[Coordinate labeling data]
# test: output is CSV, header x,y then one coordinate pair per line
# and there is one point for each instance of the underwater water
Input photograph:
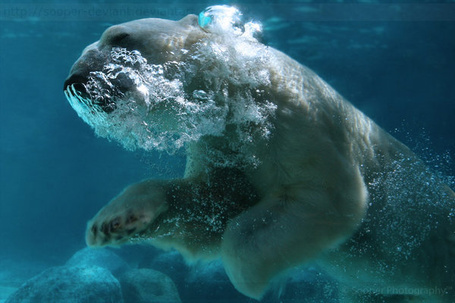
x,y
394,61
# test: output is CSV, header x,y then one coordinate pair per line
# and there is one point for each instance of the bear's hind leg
x,y
282,232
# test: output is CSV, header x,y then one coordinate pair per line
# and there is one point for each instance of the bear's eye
x,y
117,39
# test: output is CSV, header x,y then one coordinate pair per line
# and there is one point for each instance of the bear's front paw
x,y
126,217
116,230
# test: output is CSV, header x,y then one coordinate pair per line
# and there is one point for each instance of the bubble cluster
x,y
161,109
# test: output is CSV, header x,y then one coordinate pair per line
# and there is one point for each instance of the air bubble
x,y
221,18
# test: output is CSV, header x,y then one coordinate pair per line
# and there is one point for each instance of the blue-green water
x,y
395,62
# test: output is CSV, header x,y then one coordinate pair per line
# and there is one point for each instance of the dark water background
x,y
394,61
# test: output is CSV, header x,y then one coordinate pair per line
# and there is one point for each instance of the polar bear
x,y
281,170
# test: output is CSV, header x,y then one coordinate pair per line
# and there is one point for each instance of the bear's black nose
x,y
78,82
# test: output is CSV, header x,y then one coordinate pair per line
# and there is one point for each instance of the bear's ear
x,y
190,20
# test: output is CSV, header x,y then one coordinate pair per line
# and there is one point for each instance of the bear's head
x,y
160,84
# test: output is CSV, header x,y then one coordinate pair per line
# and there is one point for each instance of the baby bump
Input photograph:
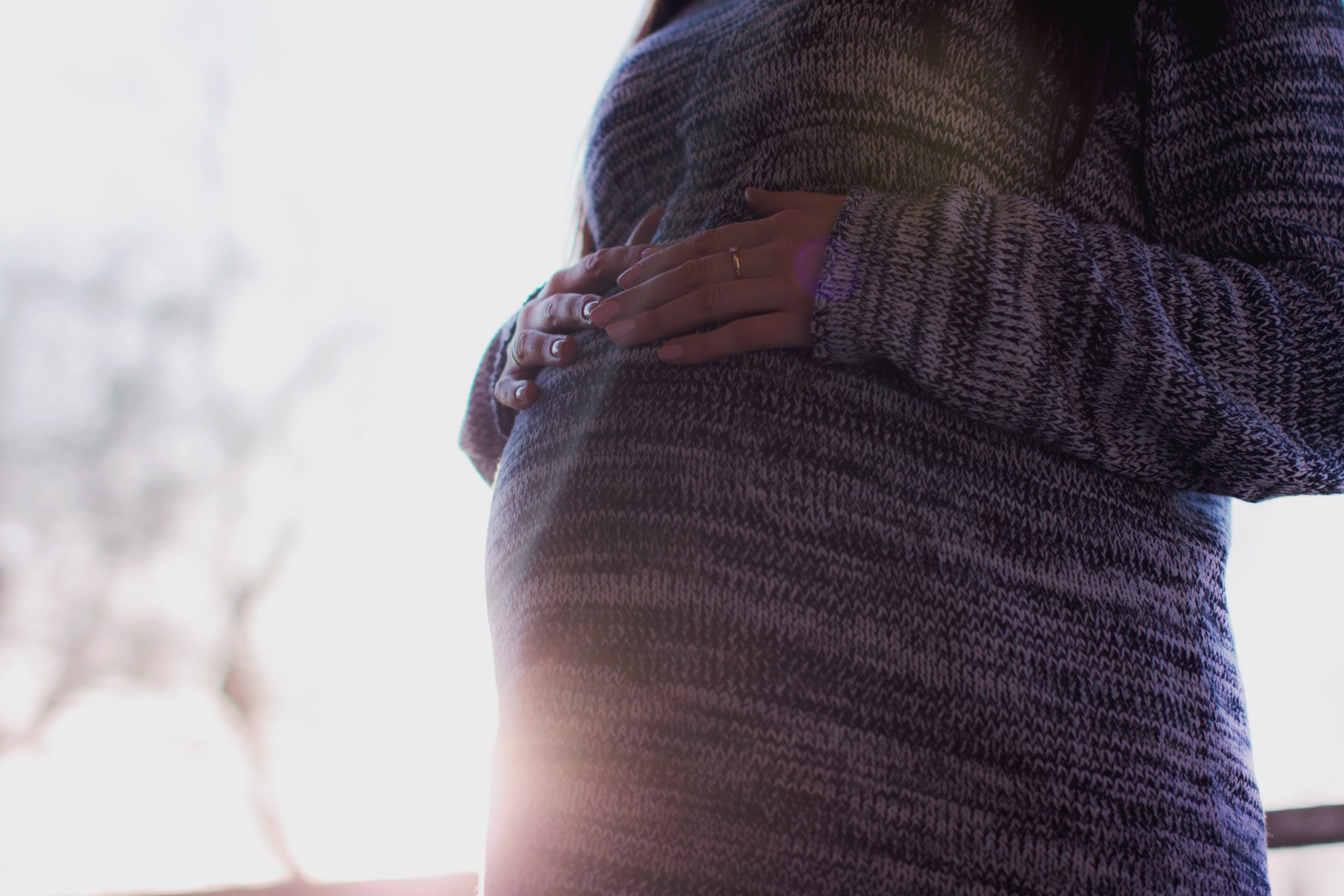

THE TASK
How many of the lines above contain the string "bubble"? Case counts. Give only the number.

SOLVED PROBLEM
2